**EXCERPTED PASSAGE**
--- Start ---

One of the first actions of the Climate Change Directorate was to organize the First National Climate Council.84 Two important commissions, namely Green Finance and Carbon Pricing and Mitigation, focus on the 2053 NZE target and transformation of the economy. The first commission considers Türkiye’s 2053 NZE target while recommending appropriate policies focusing on the completion of essential studies on green financing, strategies, policies, and infrastructure. In the Council, the necessity of the National Green Finance Strategy was underscored to coherently implement GHG emissions mitigation and adaption action. The Council recommended the establishment of Working Groups to prepare a green transformation guide and green taxonomy for the country and to ensure a common understanding of green financial instruments and their classification in Türkiye’s financial system. To support this recommendation, the commission also suggested establishing economic infrastructure by 2024 to better manage climate change-related financial risks and to create a framework for insurance coverage in climate-vulnerable sectors.
Türkiye has not yet created a national or domestic emission trading system (ETS). This issue has been raised in the Council.85 In the short term, a Climate Law might design an ETS that can be linked with the EU Carbon Border Adjustment Mechanism (CBAM) and that could benefit from the Paris Agreement carbon market approaches. This policy recommendation can focus on studies to prepare the second version of the NDC and align it with the draft EU regulation on CBAM while establishing the national ETS. However, there is insufficient information about the marginal abatement cost (MAC) curves or cost-benefit analysis for possible ETS sectors.86 In addition to ETS, adjusting and reforming the current tax system toward transforming indirect or implicit taxes for carbon pricing (carbon trade and tax) is a challenging issue. It has been suggested in the Council that the auctioning revenue from the ETS should be used in line with targets of green development, NDCs, low-carbon development, and requirement for just transition actions to support the most vulnerable groups of the society. It is recommended by the Council that at least 50 percent of this revenue should support GHG emissions mitigation actions of the reel sectors. If it is applied appropriately, the percentage share for the reel sector utilization would increase over the period. The challenging point is to reform the country’s current tax collection and budget allocation system.

--- End ---

**WHAT THE TASK ASKS**
According to the passage on Türkiye's climate council, by what year did the commission suggest establishing economic infrastructure to manage climate change-related financial risks?

**ITEMS**
--- Start ---

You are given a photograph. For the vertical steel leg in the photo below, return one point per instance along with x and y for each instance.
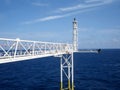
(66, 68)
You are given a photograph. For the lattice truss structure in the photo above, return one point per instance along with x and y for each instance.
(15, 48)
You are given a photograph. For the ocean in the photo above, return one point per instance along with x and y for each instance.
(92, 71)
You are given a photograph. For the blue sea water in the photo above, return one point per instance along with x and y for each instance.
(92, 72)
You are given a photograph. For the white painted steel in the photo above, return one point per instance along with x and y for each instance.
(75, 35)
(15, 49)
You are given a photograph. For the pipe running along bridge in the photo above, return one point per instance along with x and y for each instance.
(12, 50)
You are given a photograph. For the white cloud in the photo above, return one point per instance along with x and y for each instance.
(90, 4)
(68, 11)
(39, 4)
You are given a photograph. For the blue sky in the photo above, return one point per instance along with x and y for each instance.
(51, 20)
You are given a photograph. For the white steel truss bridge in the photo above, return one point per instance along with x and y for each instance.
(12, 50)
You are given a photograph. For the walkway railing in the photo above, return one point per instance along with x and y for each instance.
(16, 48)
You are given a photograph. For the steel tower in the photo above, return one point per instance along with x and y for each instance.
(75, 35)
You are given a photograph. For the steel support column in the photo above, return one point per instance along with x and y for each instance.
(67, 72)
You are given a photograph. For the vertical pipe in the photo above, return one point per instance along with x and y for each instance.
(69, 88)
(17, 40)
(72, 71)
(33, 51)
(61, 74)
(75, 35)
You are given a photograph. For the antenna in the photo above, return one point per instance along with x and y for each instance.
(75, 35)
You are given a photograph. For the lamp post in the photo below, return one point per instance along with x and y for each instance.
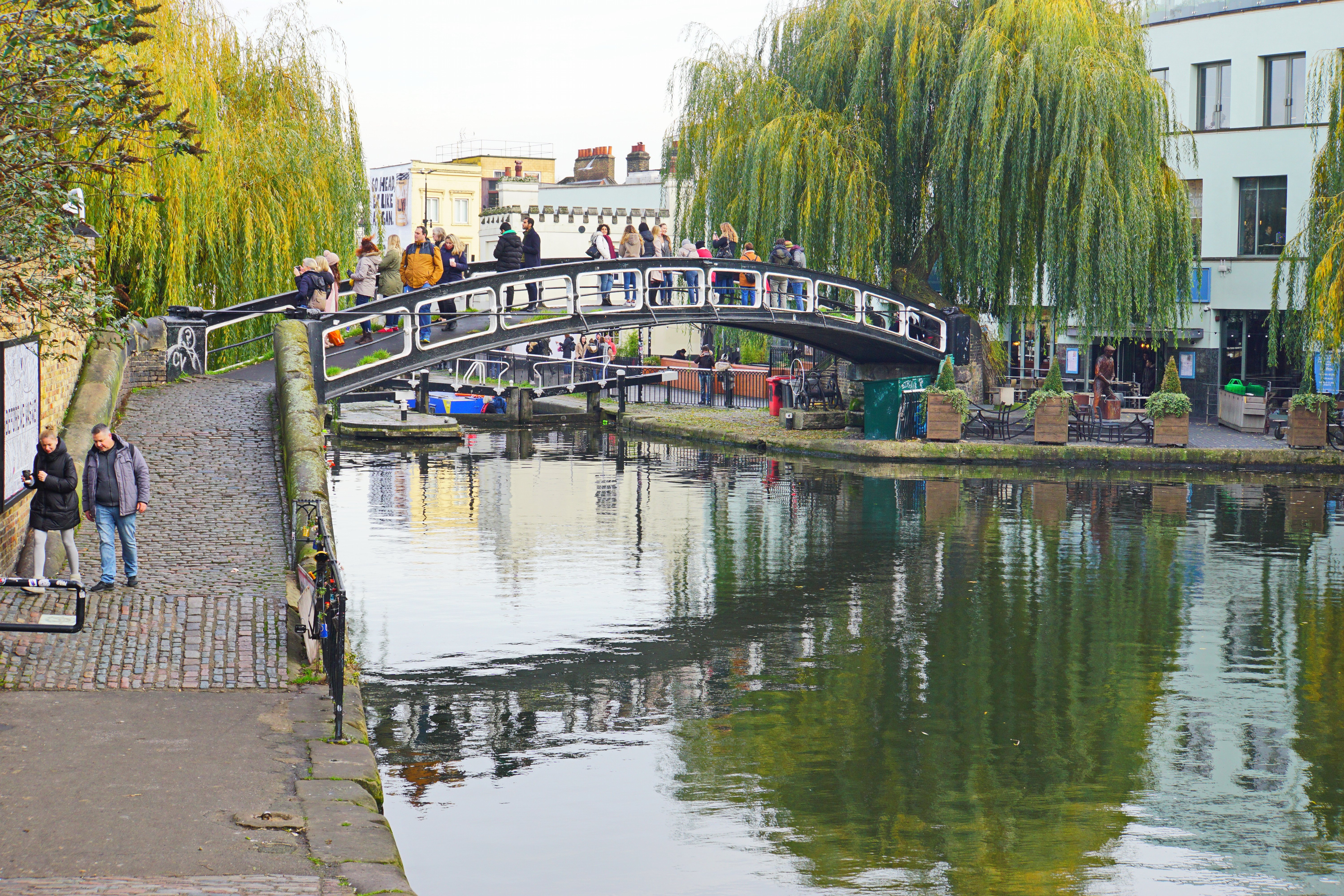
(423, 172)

--- End ---

**TASK RESULT**
By 2024.